··· The data ···

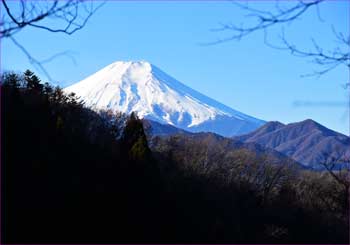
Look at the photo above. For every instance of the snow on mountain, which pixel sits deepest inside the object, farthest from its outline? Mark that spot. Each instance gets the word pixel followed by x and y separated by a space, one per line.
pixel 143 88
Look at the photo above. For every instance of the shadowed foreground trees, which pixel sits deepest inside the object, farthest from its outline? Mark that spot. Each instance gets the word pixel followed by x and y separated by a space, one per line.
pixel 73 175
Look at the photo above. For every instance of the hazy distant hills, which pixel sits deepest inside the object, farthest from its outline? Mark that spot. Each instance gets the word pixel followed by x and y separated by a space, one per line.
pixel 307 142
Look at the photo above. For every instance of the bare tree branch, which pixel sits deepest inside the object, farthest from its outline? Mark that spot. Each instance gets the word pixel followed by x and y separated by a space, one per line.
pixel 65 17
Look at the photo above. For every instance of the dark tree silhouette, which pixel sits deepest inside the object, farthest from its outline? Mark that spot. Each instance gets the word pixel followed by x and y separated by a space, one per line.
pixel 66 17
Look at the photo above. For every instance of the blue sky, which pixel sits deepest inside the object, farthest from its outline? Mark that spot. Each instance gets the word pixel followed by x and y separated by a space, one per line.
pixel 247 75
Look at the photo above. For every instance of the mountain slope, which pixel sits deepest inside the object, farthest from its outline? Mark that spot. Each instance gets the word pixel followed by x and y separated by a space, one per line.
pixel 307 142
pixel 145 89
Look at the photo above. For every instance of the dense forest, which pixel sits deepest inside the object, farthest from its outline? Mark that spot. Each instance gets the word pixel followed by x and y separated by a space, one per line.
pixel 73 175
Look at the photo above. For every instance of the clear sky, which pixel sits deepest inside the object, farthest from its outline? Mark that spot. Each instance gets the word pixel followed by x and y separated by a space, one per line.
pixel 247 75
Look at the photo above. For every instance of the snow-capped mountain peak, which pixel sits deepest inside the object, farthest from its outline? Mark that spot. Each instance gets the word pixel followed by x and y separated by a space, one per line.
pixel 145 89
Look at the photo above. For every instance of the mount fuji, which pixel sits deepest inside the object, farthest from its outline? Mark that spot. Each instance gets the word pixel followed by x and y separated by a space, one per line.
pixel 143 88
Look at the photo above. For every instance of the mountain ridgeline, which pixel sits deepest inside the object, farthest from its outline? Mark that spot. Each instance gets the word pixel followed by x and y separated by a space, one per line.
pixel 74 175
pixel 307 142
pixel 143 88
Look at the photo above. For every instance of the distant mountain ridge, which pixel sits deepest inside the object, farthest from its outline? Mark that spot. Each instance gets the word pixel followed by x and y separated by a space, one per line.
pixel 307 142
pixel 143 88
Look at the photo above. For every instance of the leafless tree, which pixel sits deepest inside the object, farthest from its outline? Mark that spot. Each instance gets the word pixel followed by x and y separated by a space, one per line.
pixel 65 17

···
··· The data ···

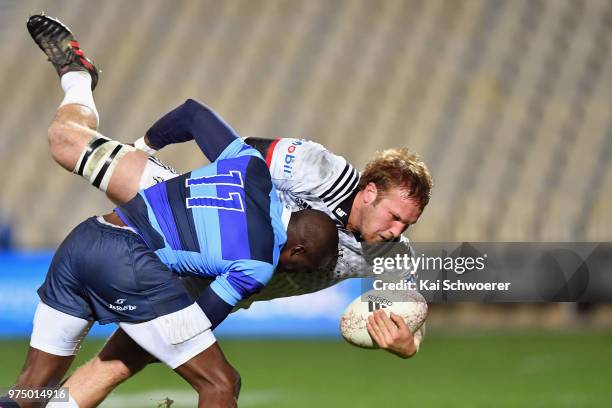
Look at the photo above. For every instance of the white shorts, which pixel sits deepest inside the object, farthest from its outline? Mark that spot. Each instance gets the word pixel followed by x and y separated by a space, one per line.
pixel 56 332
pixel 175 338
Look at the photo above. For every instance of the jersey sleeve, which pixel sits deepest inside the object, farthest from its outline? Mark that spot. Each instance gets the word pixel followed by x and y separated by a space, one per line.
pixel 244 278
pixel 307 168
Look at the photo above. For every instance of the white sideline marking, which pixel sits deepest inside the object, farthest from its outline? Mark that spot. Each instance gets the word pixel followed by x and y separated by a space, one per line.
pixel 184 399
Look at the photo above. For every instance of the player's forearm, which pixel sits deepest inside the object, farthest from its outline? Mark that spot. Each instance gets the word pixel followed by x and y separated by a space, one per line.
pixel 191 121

···

**Exercise details**
Collect every line of the rows above that contains the word "distant".

**Answer to this problem**
Look at the photo above. For every instance of the hazy distant hills, which pixel sits deepest inside the object, farthest from its outline? Mark that spot. Each instance gets the word pixel followed by x and y separated by a space, one per line.
Look at the photo above. For every instance of the distant mountain ridge, which pixel sits deepest inside the object, farthest from its outline? Mark that spot. Each instance gets the word pixel followed by x and y separated by a space, one per line.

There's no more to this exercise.